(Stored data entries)
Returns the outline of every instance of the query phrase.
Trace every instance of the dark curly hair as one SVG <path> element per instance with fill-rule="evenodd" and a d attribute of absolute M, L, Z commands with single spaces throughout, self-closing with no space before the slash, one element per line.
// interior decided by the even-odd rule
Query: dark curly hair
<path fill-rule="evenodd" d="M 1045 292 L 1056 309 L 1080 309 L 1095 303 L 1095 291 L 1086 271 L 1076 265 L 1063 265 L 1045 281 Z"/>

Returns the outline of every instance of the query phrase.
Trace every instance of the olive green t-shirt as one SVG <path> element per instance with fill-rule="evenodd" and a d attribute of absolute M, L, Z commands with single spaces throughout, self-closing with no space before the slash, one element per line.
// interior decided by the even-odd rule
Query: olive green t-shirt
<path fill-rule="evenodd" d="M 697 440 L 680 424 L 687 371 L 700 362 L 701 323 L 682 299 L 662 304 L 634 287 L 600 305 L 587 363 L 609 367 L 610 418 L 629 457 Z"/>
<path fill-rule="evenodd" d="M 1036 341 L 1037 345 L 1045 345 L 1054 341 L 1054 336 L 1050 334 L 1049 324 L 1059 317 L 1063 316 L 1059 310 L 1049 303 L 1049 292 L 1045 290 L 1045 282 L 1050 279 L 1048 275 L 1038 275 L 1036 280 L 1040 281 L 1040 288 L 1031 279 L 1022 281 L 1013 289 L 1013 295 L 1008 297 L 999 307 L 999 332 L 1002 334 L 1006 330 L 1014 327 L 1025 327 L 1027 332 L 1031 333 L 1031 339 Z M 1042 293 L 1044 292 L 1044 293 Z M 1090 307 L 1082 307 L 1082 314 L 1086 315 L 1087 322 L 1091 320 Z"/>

#### YOUR TASK
Above are the entries; return each one exactly.

#### RESULT OF THIS EXERCISE
Returns the outline of every instance of the query phrase.
Trace every instance of the dark curly hair as one SVG <path> element per instance with fill-rule="evenodd" and a d attribute of absolute M, L, Z commands with single spaces throughout, self-closing with no space before the slash, one element per line.
// interior decided by the even-odd rule
Query: dark curly hair
<path fill-rule="evenodd" d="M 1045 292 L 1056 309 L 1080 309 L 1095 303 L 1095 291 L 1086 271 L 1076 265 L 1063 265 L 1045 281 Z"/>

Returns the outline of every instance of the query phrase.
Trace every instance of the olive green t-shirt as one SVG <path> element per instance with fill-rule="evenodd" and a d attribute of absolute M, L, Z commands with single spaces throughout, self-closing with no space before the slash, one element per line.
// interior decided by the even-odd rule
Query: olive green t-shirt
<path fill-rule="evenodd" d="M 697 440 L 680 424 L 687 371 L 700 362 L 701 323 L 682 299 L 662 304 L 634 287 L 600 305 L 587 363 L 609 367 L 610 418 L 629 457 Z"/>
<path fill-rule="evenodd" d="M 1036 341 L 1037 345 L 1045 345 L 1054 341 L 1054 336 L 1050 334 L 1049 324 L 1059 317 L 1063 316 L 1059 310 L 1049 303 L 1049 292 L 1045 290 L 1045 282 L 1050 279 L 1048 275 L 1038 275 L 1036 280 L 1040 281 L 1040 288 L 1031 279 L 1022 281 L 1013 289 L 1013 295 L 1008 297 L 999 307 L 999 332 L 1002 334 L 1006 330 L 1014 327 L 1025 327 L 1027 332 L 1031 333 L 1031 339 Z M 1042 293 L 1044 292 L 1044 293 Z M 1090 307 L 1082 307 L 1082 314 L 1086 315 L 1087 322 L 1091 320 Z"/>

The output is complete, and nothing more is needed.